TASK 1:
Answer these from the column on 2022:
(a) What promise did governments in many countries make?
(b) What did the success of vaccination programs seem to give people?
(c) According to the column, what won the war that some compared the pandemic to?
TASK 2: Go on with the column on 2022, picking up after its last paragraph.

PASSAGE TO READ:
Subscriber OnlyLife & Style2022 Review of the Year

Fintan O’Toole: We are living with the possibility of no future, of civilisation coming towards its end

2022 was a year when the post-lockdown dawn turned out to be the morning after the night before


It is hard now to remember that 2022 was meant to be a year of liberation, and perhaps also one in which we could celebrate human creativity and ingenuity. The great success of vaccination programmes in controlling the Covid-19 pandemic seemed to give us the possibility of a fresh start, the sense of a new beginning.

Build Back Better was the promise made by governments in many countries. Not merely would we emerge from lockdowns and anxieties, but we would somehow be better people for the experience – less frenetic, more reflective, more deeply conscious of how much we depend on each other.

Some of us told ourselves that it felt like we had been through, during the pandemic, the equivalent of wartime. And now that war was over – won by the power of international co-operation and the application of rationality.

SOURCE INFORMATION:
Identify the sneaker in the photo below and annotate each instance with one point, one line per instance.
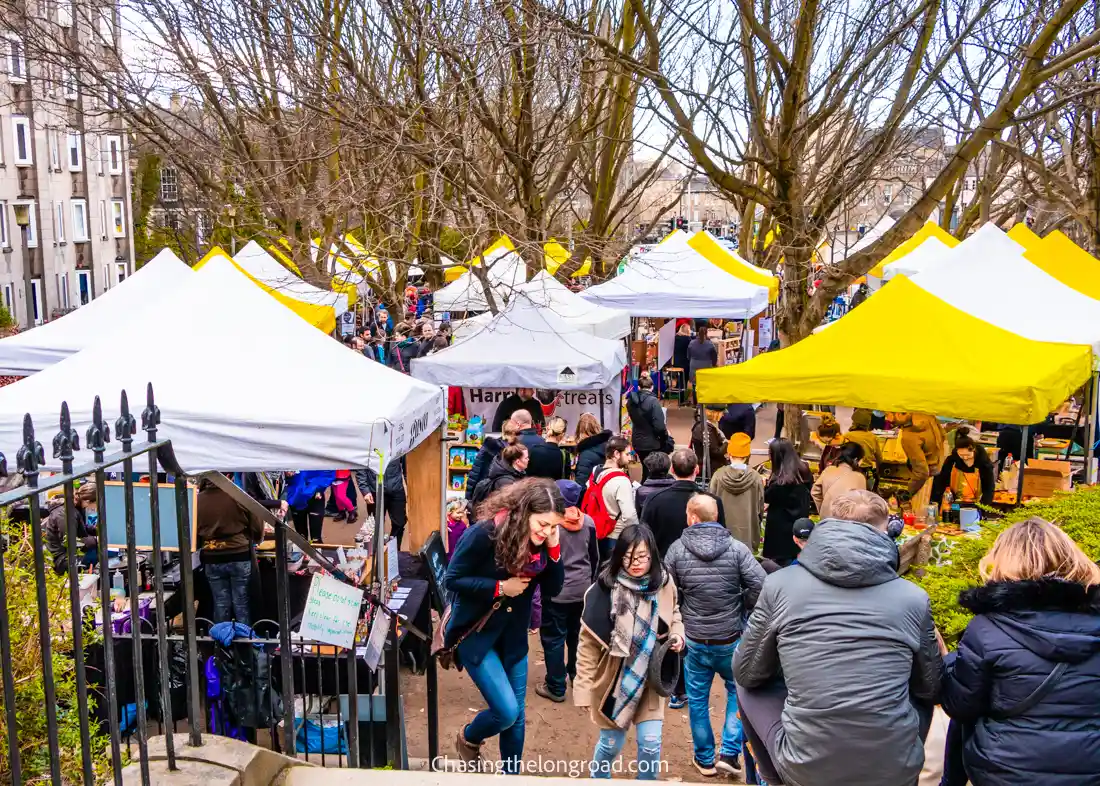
(469, 753)
(728, 765)
(706, 771)
(543, 690)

TASK ANSWER 1:
(a) Build Back Better.
(b) The possibility of a fresh start, the sense of a new beginning.
(c) The power of international co-operation and the application of rationality.

TASK ANSWER 2:
By the end of 2022, however, nothing could seem more crass than using “wartime” as a metaphor. It had become all too real – most horribly so in Ukraine but also in the tangible consequences that radiated outwards from Vladimir Putin’s invasion: refugees in small Irish villages, soaring inflation and energy prices across the West, threats of starvation in Africa. Rationality and common humanity were not doing so well after all.

READ MORE

Wartime is not linear time. It defies ideas of progress. It makes the present feel like the past.

In his great novel of the second World War, Life and Fate, the Ukrainian Jewish writer Vasily Grossman, evokes “a grief that had always known the way from the military hospitals and graves of the front back to the huts of peasants”. He was thinking of the timeless quality of suffering in his part of the world, the repetition through generations of this journey of grief from battlefields to the ordinary families waiting in their villages for the dreaded news to come.

When Putin launched his invasion of Grossman’s homeland in February, Europe was thrown backwards in time: to tanks and refugees on the roads, to families huddling in basements to shelter from bombs, to blown-up bridges and cities reduced to rubble. To shallow graves where tortured bodies are dumped by a cruel and lawless soldiery that claims to regard its victims as errant brothers and sisters.

By the end of 2022, the images seemed to be coming from an even earlier time. From the fighting around the near-obliterated town of Bakhmut, we saw soldiers standing in flooded trenches, seas of churned-up mud, the blasted stumps of trees felled by furious storms of artillery shells. The ghosts of the first World War joined those of the second in this parade of dread revenants.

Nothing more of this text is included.